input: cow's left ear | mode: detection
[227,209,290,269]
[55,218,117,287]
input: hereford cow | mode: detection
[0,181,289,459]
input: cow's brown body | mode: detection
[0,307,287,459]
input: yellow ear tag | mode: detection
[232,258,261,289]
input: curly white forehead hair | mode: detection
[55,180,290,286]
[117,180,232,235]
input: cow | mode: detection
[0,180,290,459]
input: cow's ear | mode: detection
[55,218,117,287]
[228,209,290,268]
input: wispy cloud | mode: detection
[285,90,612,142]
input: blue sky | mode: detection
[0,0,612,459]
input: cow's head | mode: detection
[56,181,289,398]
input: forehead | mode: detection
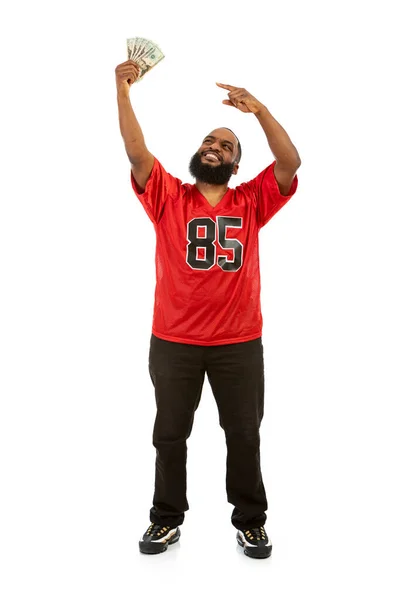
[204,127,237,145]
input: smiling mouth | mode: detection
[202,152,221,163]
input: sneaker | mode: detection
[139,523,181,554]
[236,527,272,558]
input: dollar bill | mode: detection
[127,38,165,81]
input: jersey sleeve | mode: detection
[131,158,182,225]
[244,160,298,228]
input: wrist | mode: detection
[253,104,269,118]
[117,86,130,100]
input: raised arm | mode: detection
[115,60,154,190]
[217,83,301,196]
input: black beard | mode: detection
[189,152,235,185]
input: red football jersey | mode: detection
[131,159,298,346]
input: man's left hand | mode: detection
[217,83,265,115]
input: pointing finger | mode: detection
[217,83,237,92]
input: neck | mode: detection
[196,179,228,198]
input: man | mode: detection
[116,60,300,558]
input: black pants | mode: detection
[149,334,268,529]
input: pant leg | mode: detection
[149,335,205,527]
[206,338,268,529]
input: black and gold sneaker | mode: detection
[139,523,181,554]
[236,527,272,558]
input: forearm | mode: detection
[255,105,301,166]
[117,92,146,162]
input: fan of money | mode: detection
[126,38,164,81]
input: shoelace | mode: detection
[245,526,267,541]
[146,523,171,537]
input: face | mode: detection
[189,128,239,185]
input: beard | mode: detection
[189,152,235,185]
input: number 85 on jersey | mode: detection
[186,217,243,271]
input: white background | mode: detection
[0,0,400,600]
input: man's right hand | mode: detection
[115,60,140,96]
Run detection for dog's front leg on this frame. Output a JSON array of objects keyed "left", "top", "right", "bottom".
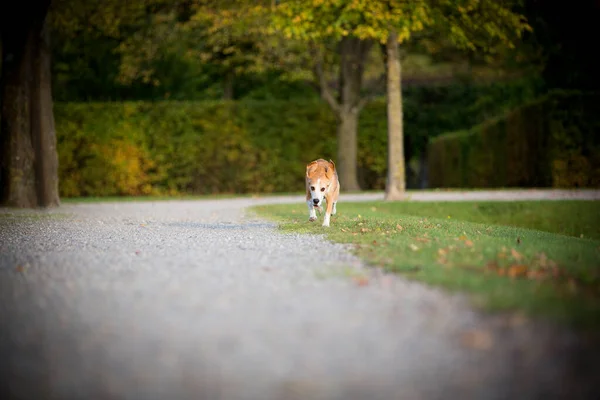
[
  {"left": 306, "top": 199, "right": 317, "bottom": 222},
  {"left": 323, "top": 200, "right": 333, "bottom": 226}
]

--

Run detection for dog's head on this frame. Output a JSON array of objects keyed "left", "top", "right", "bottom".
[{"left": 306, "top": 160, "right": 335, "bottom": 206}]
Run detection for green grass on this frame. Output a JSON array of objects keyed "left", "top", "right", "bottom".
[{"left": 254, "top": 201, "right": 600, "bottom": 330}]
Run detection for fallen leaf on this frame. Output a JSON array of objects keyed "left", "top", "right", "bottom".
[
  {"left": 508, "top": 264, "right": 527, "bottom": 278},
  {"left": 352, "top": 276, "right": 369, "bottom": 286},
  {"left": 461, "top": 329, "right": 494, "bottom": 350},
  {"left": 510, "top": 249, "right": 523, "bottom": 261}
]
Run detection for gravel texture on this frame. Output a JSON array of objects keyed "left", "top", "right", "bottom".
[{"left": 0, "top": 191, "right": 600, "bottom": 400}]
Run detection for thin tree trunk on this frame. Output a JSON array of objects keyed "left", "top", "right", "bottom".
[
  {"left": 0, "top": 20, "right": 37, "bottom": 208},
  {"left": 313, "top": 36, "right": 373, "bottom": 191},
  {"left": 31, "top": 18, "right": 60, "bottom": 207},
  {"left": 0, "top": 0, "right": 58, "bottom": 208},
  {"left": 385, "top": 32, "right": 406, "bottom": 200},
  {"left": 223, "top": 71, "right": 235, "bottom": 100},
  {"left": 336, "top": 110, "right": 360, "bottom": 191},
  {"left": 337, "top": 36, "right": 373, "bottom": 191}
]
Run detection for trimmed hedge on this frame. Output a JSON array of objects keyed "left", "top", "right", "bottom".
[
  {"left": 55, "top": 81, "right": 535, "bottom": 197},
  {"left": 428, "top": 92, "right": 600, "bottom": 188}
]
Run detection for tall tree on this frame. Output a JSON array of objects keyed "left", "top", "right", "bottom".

◆ WRITTEN INSTRUCTION: Starting at the line that has "input: number 85 on jersey | mode: detection" and ending after the line that has "[115,60,140,96]", please format those lines of the data as a JSON list of strings, one string per line, with blank lines omitted.

◆ SOLVED PROBLEM:
[
  "input: number 85 on jersey | mode: detection",
  "[186,217,243,271]",
  "input: white background | mode: detection",
  "[0,0,400,600]",
  "input: man's right hand | mode: detection",
  "[115,60,140,96]"
]